• Opdrachten:
1: Beantwoord de volgende vragen over de tekst over de waterhuishouding:
(a) Hoeveel wooneenheden worden er binnen het bestemmingsplan ten hoogste gerealiseerd?
(b) Welke drempelhoogte boven het straatpeil wordt geadviseerd om wateroverlast binnen woningen en bedrijven te voorkomen?
(c) Waarop worden de infiltratiekratten aangesloten?
2: Breid de tekst over de waterhuishouding uit door verder te schrijven na de laatste zin.

Invloed op de waterhuishouding

Het plan heeft geen schadelijke gevolgen voor de waterkwaliteit en ecologie. Binnen het bestemmingsplan worden niet meer dan tien wooneenheden gerealiseerd en de toename van het verharde oppervlak bedraagt niet meer dan 1.500 m2. Binnen het plangebied is geen sprake van (grond)wateroverlast. De conclusie van de watertoets duidt aan dat het aspect water geen belemmering vormt voor het voorliggende plan.

Voor de aanleghoogte wordt een ontwateringsdiepte geadviseerd van minimaal 80 centimeter. Dit is de afstand tussen de gemiddelde hoogste grondwaterstand (GHG) en onderzijde bouwvloer. Bij het bouwen zonder kruipruimte kan worden volstaan met een kleinere ontwateringsdiepte. Om wateroverlast binnen woningen en bedrijven te voorkomen adviseren wij om een drempelhoogte van 30 centimeter boven het straatpeil te hanteren (as van de weg). Voor lagergelegen ruimtes, zoals kelders en parkeergarages, wordt aandacht besteed aan het voorkomen van wateroverlast door bijvoorbeeld instromend hemelwater. Bij de omgevingsaanvraag voor de bouw van de woning wordt hier rekening mee gehouden.

Voorkeursbeleid hemelwater

Bij de afvoer van overtollig hemelwater moet het afstromend hemelwater ter plaatse in de bodem dan wel op het oppervlaktewater worden teruggebracht. Het waterschap en de gemeente hebben de voorkeur om het hemelwater, daar waar mogelijk, te infiltreren in de bodem. Oppervlakkige afvoer naar de infiltratievoorziening heeft daarbij de voorkeur. Als oppervlakkige infiltratie niet mogelijk is, is ondergrondseinfiltratie door middel van bijvoorbeeld een infiltratieriool (IT-riool) of infiltratiekratten een mogelijkheid. Als infiltratie niet mogelijk is dan kan hemelwater via een bodempassage worden geloosd op oppervlaktewater. De afvoer van overtollig hemelwater uit het plangebied mag, ongeacht de toegepaste methode, niet tot wateroverlast leiden op aangrenzende percelen of het omliggende watersysteem. Schoon hemelwater (bijvoorbeeld vanaf dakoppervlakken) kan direct worden afgevoerd naar oppervlaktewater. Dit wordt bevestigd in het gemeentelijk rioleringsplan van de gemeente Staphorst waarin wordt aangegeven dat vasthouden en bergen de voorkeur heeft boven afvoer van hemelwater. Het hemelwater wordt geïnfiltreerd in infiltratiekratten en deze worden aangesloten op de nabijgelegen sloot. Dit wordt bij de omgevingsaanvraag voor de bouw van de woning weergegeven op tekening.

• Overzicht gegevens:
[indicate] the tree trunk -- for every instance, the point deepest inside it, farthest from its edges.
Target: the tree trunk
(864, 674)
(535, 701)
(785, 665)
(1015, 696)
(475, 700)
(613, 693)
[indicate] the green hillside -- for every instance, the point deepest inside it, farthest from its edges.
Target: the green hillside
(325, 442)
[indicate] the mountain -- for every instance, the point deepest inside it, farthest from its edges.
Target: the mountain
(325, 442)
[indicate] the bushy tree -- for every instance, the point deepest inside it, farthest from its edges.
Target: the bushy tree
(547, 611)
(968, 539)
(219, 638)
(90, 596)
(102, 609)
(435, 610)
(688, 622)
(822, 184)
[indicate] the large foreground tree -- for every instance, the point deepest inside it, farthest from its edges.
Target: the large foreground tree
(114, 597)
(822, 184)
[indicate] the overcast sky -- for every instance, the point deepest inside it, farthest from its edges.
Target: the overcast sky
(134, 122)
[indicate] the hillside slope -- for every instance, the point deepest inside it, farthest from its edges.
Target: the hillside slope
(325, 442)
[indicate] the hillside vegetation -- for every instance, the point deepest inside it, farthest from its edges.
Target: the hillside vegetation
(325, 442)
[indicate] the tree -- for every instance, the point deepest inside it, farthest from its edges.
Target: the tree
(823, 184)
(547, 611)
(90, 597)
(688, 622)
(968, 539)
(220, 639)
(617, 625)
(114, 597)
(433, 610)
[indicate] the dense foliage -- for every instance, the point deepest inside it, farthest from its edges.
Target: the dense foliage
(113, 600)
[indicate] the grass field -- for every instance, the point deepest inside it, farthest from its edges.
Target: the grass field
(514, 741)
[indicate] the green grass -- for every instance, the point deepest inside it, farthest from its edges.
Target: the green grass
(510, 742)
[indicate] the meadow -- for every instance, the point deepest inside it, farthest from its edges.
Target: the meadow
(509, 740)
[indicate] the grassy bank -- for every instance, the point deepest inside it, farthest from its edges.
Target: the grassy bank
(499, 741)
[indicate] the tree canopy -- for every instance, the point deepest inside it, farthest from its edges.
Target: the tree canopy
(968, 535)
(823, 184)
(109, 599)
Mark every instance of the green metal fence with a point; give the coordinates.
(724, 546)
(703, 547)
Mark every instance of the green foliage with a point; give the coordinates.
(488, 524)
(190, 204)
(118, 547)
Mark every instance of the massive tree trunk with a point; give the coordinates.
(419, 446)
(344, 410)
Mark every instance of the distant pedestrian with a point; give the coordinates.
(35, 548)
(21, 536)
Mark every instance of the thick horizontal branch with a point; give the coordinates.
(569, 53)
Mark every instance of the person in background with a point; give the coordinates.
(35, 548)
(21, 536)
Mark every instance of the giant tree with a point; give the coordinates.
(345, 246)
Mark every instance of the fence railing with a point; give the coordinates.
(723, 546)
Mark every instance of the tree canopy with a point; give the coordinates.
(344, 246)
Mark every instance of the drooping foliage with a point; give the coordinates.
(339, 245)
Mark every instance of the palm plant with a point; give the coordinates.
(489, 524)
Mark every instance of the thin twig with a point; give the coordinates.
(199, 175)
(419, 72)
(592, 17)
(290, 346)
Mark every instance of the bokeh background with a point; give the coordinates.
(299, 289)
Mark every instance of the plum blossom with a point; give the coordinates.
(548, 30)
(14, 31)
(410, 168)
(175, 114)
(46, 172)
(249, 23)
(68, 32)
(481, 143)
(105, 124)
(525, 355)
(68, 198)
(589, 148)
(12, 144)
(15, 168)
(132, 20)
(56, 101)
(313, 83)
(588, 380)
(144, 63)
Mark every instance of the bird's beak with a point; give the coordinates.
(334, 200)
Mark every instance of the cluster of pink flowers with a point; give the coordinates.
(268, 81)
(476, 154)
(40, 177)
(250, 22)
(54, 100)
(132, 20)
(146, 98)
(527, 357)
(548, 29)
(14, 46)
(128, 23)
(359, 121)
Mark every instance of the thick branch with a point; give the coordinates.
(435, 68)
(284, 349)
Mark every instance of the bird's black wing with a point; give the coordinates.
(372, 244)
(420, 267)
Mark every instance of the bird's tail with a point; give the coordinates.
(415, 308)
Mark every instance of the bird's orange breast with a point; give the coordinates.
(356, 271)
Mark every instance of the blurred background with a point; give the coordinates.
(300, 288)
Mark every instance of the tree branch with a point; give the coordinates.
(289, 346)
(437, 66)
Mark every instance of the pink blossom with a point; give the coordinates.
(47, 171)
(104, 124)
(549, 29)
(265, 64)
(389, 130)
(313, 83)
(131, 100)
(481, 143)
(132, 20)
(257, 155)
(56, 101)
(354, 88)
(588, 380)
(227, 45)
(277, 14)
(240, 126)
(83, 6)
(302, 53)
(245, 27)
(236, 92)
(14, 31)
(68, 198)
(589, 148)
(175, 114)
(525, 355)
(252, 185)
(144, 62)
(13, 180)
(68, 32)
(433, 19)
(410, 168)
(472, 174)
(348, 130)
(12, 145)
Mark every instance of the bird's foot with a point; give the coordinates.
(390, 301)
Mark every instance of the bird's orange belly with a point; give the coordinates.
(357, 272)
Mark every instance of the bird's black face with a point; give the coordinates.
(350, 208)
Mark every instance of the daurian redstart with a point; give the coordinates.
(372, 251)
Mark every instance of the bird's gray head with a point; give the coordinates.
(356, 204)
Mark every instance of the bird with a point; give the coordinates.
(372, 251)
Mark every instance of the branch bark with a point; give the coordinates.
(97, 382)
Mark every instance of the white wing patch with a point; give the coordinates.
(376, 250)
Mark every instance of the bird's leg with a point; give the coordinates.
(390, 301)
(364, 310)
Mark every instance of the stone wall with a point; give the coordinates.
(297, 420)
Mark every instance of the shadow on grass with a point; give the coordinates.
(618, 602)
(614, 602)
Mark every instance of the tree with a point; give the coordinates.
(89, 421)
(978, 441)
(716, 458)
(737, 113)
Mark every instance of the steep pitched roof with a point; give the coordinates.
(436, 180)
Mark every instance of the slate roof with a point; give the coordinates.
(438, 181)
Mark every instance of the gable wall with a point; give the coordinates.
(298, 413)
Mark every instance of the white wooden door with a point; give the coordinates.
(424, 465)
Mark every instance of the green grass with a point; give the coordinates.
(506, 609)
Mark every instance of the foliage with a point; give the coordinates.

• Uitgewerkte antwoorden:
1:
(a) Niet meer dan tien wooneenheden.
(b) 30 centimeter boven het straatpeil (as van de weg).
(c) Op de nabijgelegen sloot.

2:
Watervergunning (of melding) op grond van de Keur

Het wateradvies dat is afgegeven in het kader van de watertoets is geen watervergunning of melding. Er worden geen werkzaamheden verricht in de beschermingszone van een waterstaatswerk (dus: een dijk of een watergang). Hemelwater wordt via infiltratiekratten afgevoerd op een sloot.

B watergangen (schouwsloten)

In het plan bevindt zich een B-watergang. B-watergangen (of schouwsloten) hebben een belangrijke functie voor de waterafvoer- en berging. Deze watergangen staan op de legger van het waterschap en de Keur is van toepassing. Volgens de Keur zijn alle activiteiten die plaatsvinden in, op of langs watergangen van het waterschap vergunningsplichtig. Voor minder ingrijpende activiteiten hebben zijn algemene regels vastgesteld. Hierdoor kan er sprake zijn van vrijstelling of hoeven deze activiteiten alleen te worden gemeld. Er is in het plan rekening gehouden met de Keur van het waterschap. Er wordt tijdig melding gemaakt of een vergunning aangevraagd.

Overstroombaar gebied

Het plan ligt in een overstroombaar gebied. Onder overstroombaar gebied verstaan we gebieden die normaal niet onder water staan, maar kunnen overstromen (tijdelijk onder water staan). Het gaat zowel om uiterwaarden die frequent onder water staan (buitendijks) als om beschermde gebieden achter de dijk (binnendijks). Beide vallen onder het toepassingsbereik van de Europese Richtlijn Overstromingsrisico's (ROR). De provincie Overijssel verplicht initiatiefnemers een overstromingsrisicoparagraaf op te stellen ten behoeve van het ruimtelijke plan.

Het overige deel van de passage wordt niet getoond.